For the entries that follow, restate word for word the line containing "41L207 45L197 82L206", the line containing "positive clicks: (204, 155) (207, 41)", and every line that lies between them.

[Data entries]
——
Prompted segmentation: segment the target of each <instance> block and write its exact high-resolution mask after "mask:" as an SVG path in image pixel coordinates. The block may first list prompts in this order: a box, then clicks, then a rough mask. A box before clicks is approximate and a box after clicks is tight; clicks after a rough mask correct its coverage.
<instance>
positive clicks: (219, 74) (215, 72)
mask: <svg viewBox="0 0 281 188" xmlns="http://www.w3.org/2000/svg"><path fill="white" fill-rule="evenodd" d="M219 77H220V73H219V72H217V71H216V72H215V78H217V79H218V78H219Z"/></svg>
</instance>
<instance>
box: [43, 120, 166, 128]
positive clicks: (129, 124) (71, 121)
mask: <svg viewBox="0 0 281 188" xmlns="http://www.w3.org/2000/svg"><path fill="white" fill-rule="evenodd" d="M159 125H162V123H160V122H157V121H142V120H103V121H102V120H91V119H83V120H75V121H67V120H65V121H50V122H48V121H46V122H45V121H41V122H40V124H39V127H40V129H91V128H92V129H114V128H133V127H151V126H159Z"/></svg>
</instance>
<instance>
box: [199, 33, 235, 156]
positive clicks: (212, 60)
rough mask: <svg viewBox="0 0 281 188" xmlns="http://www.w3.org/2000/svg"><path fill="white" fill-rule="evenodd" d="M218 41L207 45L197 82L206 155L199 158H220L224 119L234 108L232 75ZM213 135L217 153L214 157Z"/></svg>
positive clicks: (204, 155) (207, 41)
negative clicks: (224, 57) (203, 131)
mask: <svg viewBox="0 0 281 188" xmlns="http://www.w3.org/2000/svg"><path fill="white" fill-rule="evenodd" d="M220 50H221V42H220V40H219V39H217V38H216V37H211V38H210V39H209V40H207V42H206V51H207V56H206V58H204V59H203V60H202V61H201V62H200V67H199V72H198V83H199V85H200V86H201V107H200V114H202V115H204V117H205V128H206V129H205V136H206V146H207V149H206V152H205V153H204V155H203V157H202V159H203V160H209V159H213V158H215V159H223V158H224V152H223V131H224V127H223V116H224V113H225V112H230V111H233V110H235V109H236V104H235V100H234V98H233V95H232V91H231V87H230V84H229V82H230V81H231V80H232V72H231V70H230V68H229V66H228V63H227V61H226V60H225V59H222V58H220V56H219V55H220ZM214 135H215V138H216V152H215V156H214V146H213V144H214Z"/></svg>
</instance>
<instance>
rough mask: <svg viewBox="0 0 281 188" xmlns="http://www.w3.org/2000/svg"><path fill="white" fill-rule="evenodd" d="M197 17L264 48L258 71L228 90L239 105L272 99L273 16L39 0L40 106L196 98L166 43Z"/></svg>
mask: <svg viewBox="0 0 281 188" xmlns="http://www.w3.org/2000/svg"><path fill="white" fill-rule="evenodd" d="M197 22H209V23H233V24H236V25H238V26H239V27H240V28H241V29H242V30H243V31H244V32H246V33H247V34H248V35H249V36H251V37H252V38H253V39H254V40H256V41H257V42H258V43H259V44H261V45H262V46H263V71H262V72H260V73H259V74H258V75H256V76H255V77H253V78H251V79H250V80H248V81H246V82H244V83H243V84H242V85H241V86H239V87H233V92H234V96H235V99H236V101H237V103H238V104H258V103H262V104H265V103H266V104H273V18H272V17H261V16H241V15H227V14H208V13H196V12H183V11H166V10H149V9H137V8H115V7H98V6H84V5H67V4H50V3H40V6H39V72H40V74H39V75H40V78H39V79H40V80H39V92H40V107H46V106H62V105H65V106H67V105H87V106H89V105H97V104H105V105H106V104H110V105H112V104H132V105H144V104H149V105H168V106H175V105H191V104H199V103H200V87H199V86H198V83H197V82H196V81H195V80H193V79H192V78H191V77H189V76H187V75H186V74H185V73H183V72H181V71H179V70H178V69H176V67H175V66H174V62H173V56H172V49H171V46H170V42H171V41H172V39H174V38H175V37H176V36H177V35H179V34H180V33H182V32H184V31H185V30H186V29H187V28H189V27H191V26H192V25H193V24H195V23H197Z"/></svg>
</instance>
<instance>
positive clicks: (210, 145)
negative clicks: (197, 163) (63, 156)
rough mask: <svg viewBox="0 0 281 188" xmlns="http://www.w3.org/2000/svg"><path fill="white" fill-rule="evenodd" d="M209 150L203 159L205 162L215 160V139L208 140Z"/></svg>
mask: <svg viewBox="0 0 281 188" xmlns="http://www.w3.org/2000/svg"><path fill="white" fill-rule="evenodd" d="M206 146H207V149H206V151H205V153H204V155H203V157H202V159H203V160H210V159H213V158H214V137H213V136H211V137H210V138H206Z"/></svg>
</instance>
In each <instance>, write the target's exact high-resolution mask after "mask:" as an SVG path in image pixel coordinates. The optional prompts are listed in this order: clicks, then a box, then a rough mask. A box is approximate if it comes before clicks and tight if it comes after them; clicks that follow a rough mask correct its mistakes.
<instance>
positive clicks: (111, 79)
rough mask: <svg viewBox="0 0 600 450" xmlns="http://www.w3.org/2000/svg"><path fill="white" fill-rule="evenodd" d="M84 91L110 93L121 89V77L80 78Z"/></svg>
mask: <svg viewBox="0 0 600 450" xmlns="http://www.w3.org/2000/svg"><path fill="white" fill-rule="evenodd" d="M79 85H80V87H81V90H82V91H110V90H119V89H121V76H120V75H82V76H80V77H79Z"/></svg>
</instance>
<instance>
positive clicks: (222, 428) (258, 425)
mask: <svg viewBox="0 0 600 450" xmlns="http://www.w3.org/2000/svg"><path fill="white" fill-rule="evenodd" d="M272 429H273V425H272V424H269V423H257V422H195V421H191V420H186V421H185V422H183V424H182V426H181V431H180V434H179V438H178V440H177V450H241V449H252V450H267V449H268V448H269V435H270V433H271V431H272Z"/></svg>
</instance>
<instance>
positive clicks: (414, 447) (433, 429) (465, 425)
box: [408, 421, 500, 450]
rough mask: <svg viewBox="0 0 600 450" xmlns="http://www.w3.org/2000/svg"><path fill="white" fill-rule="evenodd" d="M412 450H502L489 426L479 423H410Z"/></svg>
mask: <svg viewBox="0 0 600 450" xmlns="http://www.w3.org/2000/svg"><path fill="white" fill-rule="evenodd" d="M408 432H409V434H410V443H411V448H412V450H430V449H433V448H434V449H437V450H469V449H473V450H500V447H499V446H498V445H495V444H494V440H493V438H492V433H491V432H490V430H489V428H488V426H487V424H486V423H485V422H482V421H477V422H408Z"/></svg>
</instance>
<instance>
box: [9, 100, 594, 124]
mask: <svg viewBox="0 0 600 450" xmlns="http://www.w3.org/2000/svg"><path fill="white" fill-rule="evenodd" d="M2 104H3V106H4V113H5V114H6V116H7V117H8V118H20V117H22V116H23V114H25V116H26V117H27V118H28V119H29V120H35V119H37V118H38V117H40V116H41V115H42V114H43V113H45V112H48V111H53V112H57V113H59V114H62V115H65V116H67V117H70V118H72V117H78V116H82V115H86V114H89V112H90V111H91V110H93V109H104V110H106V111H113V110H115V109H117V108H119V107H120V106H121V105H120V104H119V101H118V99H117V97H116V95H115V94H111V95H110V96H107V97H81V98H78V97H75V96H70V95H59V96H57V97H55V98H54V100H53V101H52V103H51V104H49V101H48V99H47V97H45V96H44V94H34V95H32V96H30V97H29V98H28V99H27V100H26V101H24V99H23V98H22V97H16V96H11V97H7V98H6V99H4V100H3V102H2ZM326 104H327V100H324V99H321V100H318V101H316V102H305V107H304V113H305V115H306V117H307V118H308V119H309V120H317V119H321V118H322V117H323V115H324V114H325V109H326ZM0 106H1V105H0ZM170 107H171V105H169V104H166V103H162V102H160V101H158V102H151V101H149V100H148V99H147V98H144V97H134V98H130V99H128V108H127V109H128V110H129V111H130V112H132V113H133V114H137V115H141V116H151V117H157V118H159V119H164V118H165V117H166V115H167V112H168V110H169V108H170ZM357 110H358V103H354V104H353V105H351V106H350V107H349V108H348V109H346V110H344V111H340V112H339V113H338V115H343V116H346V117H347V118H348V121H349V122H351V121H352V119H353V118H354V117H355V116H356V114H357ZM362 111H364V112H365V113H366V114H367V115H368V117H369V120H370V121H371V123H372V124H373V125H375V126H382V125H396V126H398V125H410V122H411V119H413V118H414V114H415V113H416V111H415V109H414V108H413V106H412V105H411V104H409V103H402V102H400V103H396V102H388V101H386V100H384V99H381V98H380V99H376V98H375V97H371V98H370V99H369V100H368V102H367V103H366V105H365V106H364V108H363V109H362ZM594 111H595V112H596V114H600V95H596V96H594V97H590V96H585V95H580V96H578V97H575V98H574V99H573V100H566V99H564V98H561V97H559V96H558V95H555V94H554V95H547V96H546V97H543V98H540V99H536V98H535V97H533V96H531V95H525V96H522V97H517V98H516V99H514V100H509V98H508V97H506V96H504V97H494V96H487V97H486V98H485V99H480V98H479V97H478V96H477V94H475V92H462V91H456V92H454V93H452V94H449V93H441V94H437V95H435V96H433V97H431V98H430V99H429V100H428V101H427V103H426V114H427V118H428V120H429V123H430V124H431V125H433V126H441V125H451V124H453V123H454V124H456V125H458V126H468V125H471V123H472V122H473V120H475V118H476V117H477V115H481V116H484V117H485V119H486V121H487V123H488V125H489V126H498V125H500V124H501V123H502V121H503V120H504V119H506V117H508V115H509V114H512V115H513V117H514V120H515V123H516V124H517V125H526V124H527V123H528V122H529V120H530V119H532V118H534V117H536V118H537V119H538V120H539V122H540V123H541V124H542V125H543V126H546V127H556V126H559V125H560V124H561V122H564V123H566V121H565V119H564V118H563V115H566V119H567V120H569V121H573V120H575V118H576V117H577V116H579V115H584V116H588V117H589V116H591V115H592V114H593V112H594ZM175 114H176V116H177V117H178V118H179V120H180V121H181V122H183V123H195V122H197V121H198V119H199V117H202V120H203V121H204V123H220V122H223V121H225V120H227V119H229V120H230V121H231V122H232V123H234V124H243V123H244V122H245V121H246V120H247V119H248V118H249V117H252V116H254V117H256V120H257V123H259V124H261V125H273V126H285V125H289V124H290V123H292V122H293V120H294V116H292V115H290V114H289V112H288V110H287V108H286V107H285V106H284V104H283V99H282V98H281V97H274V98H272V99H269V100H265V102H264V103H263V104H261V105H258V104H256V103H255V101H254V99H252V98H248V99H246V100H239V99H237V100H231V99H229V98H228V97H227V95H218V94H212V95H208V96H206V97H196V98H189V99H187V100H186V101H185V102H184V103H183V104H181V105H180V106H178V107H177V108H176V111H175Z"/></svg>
——
Reply.
rough mask: <svg viewBox="0 0 281 188" xmlns="http://www.w3.org/2000/svg"><path fill="white" fill-rule="evenodd" d="M218 41L207 45L197 82L206 155L199 158H220L224 119L234 108L232 75ZM213 135L217 153L214 157Z"/></svg>
positive clicks: (204, 155) (207, 41)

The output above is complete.